» **ARTICLE**
------------------------------------------------
Does the QL allow for false or contradictory datasets? from Dan Brickley on 2005-01-17 (public-rdf-dawg-comments@w3.org from January 2005)

From: Dan Brickley <danbri@w3.org>
Date: Mon, 17 Jan 2005 05:46:27 -0500
To: public-rdf-dawg-comments@w3.org
Message-ID: <20050117104627.GB28196@homer.w3.org>

Peeking at http://www.w3.org/2001/sw/DataAccess/rq23/ 
"10.3.2 Identifying Resources" I see evidence of an assumption
that the data we're querying will be a true description of the 
world, or at least not self-evidently contradictory. 

	The property foaf:mbox is defined as being an inverse function property
	in the FOAF vocabulary so that this query will retrun information about
	at most one person. 

Since we don't (do we?) assume DAWG services will all be OWL-capable,
I can imagine scenarios where this paragraph doesn't hold. I'm 
interested in the thinking behind the 'so' --- is some form of 
OWL reasoning being assumed? is good/clean/tidy/true data 
being assumed? Is SPARQL supposed to be usable against both 
OWL-smart and OWL-ignorant systems?

(typo btw, s/retrun/return; sorry, I realise this is an editor's draft,
but I think my question general enough to be worth sending).

The dataset could (inaccurately, but most databases contain 
errors) associate the same foaf:mbox value with several different 
people and their descriptions. And some datasets might very usefully 
contain false claims... 
http://rdfweb.org/people/danbri/2001/12/puzzle/unicorny.html is 
an example (confusing; Unicorn was a bad example) of doing 
so for the purposes of image annotation --- ie. an RDF graph 
might describe the scene depicted in some work. Family tree 
(eg. gedcom) and other historical datasets are another obvious 
example, as are any where we care to track the source/provenance 
of our possibly flawed data (foafcorp info about companies
being my favourite usecase here). SPARQL's 'source' facilities make 
such applications pretty likely. I don't have a rewording 
suggestion for the text I quote above as I don't know what 
the WG's design is.

One other Editorial/wording comment, for 10.3.2 in the editor's copy,
http://www.w3.org/2001/sw/DataAccess/rq23/

	"This enables resources which are bNodes to be identified"

...perhaps confuses the thing in the world with the thing in the RDF
graph that stands for it. This btw is why RDFCore introduced the 
term "bNode" in preference to the previously-widespread 
"anonymous resource". Resources aren't intrinsically anonymous or
blank; they might be URI-labelled or not in the possibly various
RDF graphs which mention them. While we could argue bNodes, ie.
bits of RDF graphs, are also things/resources, I expect the intent 
is not this, and we're talking about identification of the thing 
the bNode stands for.

I Suggest something like:
     "This enables (indirect) identification of resources, regardless
     of whether they are labelled with a URI in the graph(s) being queried."

cheers,

Dan

ps. I'm  likely to propose you drop 10.3/DESCRIBE entirely, so 
don't kill yourselves wordsmithing... ;) 
<ducks/>

Received on Monday, 17 January 2005 10:46:28 UTC
------------------------------------------------
» **DATA SHOWN**
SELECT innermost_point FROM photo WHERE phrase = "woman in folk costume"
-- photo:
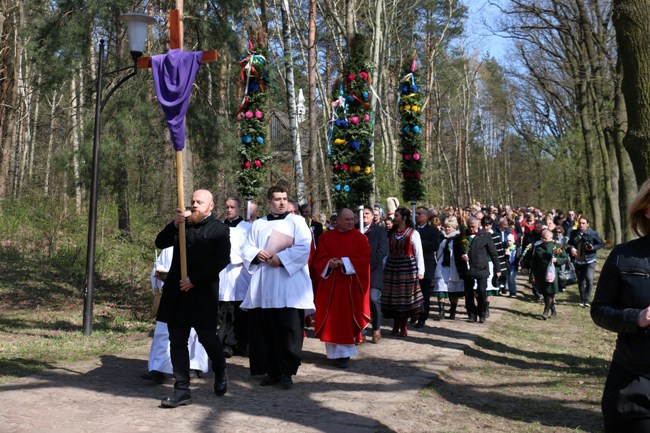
------------------------------------------------
» **EXERCISE DETAILS**
Transcribe the message from "Since we don't" up to and including "and OWL-ignorant systems?". The listing is separate material and is not part of the message.

» **EXERCISE ANSWER**
Since we don't (do we?) assume DAWG services will all be OWL-capable,
I can imagine scenarios where this paragraph doesn't hold. I'm 
interested in the thinking behind the 'so' --- is some form of 
OWL reasoning being assumed? is good/clean/tidy/true data 
being assumed? Is SPARQL supposed to be usable against both 
OWL-smart and OWL-ignorant systems?